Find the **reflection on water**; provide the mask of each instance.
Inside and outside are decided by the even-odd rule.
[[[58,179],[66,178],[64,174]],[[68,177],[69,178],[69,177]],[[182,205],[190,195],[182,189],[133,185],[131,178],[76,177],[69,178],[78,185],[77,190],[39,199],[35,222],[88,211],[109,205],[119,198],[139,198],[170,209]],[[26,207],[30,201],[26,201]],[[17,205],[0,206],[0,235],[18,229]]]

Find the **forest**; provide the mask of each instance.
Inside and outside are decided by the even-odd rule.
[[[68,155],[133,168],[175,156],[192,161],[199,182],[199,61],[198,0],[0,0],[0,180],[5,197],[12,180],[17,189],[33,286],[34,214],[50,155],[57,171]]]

----------

◆ Activity
Reproduce the data exactly, altering nothing.

◆ Finished task
Find the **reflection on water**; provide the mask of each instance.
Inside and outside are decided by the even-odd rule.
[[[58,179],[66,178],[64,174]],[[68,177],[69,178],[69,177]],[[182,205],[190,195],[182,189],[133,185],[131,178],[76,177],[69,178],[78,185],[77,190],[39,199],[35,222],[88,211],[109,205],[119,198],[139,198],[170,209]],[[26,207],[30,201],[26,201]],[[17,205],[0,206],[0,235],[18,229]]]

Find the **forest**; provide the mask of each instance.
Inside and outside are decided by the even-odd rule.
[[[68,155],[133,168],[175,156],[192,161],[199,182],[199,61],[198,0],[0,0],[0,180],[5,197],[12,180],[17,189],[33,286],[34,214],[50,155],[57,171]]]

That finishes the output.